__Task__.
The expected output is a verbatim reprint of the lines from the beginning of the data that follows through the line that contains "134L148 144L149 141L153".
---- Material provided
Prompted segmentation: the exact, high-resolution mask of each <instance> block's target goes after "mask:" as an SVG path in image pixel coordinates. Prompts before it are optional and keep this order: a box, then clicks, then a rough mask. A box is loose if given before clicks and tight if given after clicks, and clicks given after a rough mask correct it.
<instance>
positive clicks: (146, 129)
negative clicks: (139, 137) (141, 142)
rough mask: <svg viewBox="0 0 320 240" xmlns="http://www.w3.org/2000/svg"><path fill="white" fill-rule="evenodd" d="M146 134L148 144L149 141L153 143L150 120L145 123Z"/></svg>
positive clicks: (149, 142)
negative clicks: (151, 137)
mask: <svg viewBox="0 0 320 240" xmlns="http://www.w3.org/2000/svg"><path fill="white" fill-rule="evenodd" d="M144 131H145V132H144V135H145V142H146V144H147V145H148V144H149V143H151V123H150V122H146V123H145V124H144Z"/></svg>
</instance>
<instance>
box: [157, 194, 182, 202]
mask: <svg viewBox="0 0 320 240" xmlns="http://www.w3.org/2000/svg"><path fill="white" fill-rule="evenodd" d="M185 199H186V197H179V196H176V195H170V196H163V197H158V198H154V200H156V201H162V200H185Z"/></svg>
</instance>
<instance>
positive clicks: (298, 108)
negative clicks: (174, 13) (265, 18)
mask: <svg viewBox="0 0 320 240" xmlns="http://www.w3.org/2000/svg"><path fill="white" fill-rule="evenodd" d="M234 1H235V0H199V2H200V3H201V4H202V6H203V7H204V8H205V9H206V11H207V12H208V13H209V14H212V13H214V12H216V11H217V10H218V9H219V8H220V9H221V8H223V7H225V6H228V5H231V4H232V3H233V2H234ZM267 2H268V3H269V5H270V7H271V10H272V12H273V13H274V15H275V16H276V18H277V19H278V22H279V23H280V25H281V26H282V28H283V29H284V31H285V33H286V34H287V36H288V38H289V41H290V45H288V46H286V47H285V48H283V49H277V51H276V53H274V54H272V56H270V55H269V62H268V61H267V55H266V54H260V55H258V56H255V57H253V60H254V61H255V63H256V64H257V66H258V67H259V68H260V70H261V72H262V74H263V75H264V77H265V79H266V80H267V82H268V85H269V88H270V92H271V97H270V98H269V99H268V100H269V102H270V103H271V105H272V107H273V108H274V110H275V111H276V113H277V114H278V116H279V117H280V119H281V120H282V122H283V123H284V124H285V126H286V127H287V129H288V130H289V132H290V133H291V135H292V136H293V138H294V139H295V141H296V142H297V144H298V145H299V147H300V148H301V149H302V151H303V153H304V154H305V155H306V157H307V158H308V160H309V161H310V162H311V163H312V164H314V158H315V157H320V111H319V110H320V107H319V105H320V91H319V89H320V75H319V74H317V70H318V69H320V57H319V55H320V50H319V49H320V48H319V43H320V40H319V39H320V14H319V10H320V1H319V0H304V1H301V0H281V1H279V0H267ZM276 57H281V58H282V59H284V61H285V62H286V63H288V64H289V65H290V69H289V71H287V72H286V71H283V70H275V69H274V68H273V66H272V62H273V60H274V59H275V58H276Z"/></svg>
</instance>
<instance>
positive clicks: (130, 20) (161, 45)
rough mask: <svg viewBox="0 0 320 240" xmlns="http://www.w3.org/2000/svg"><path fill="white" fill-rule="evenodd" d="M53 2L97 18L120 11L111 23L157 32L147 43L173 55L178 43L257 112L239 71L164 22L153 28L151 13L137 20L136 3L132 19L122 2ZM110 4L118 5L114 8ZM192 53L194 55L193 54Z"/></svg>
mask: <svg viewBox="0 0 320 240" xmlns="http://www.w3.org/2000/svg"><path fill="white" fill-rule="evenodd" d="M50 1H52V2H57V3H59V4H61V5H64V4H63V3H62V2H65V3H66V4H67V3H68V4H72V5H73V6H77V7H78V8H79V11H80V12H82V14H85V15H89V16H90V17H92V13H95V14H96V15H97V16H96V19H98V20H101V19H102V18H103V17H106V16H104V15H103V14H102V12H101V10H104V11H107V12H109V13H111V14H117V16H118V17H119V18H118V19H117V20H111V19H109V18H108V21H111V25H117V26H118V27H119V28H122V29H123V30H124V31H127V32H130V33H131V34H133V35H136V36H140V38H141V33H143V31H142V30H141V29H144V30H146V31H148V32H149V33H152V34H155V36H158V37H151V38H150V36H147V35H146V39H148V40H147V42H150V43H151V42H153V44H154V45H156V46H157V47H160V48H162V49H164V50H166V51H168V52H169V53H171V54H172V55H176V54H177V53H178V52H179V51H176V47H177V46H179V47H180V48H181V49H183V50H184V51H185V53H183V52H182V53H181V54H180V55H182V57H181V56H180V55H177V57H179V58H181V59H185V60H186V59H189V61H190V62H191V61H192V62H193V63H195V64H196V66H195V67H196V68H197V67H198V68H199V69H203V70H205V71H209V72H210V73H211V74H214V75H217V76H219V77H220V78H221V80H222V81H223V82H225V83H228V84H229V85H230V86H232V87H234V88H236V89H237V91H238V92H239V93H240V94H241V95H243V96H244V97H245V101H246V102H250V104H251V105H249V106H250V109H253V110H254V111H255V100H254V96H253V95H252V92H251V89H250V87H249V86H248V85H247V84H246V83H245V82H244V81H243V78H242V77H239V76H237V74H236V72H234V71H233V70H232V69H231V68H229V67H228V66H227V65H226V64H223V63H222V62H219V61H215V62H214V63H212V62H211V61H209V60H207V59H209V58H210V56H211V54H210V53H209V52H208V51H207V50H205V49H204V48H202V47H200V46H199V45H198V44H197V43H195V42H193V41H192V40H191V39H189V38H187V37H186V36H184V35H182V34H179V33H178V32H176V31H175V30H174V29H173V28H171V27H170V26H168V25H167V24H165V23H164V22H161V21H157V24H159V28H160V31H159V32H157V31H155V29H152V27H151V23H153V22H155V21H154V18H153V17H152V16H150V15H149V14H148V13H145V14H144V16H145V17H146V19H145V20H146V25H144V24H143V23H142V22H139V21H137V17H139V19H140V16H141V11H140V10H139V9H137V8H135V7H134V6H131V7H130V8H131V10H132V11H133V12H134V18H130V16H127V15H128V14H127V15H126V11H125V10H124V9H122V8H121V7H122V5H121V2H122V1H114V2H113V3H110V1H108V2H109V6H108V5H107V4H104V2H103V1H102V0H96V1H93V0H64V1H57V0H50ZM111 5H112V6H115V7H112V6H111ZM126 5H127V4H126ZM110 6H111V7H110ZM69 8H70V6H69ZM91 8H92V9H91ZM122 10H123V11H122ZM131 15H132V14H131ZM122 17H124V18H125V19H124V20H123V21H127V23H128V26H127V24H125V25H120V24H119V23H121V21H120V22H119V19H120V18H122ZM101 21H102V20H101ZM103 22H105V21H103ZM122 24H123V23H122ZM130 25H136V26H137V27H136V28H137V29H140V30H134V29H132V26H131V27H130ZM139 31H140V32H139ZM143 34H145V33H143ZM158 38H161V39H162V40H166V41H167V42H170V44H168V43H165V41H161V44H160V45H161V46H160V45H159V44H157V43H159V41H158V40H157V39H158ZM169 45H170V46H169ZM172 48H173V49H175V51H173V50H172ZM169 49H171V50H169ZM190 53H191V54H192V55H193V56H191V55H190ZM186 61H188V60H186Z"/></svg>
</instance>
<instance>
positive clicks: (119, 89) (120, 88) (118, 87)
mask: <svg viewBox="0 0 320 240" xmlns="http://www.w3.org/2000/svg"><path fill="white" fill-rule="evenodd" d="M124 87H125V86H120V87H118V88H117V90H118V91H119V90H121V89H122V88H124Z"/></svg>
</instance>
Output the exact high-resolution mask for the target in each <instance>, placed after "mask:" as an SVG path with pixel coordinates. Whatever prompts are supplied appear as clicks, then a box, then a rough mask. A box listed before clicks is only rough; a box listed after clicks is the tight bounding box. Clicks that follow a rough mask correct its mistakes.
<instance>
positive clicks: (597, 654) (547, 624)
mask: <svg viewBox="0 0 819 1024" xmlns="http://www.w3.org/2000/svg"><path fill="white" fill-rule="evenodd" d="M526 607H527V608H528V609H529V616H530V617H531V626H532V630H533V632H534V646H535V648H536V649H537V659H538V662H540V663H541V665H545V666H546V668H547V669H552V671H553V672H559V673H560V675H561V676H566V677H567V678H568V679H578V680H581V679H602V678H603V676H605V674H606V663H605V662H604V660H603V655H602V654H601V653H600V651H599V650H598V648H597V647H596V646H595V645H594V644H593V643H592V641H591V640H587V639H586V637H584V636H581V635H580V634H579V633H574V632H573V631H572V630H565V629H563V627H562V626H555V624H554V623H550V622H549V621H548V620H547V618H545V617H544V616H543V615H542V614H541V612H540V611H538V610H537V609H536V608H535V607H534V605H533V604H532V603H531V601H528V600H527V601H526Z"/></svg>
--------
__Result below__.
Prompted segmentation: the exact, high-resolution mask of each <instance> block's target goes after "mask:" as an SVG path in image pixel coordinates. Prompts before it are optional and keep this order: a box, then clicks, then a rough mask. A box is loose if given before clicks and tight if given after clicks, and clicks given after a rough mask correct it.
<instance>
positive clicks: (146, 129)
negative clicks: (139, 137) (141, 142)
rough mask: <svg viewBox="0 0 320 240" xmlns="http://www.w3.org/2000/svg"><path fill="white" fill-rule="evenodd" d="M146 134L148 144L149 141L153 143L150 120L145 123Z"/></svg>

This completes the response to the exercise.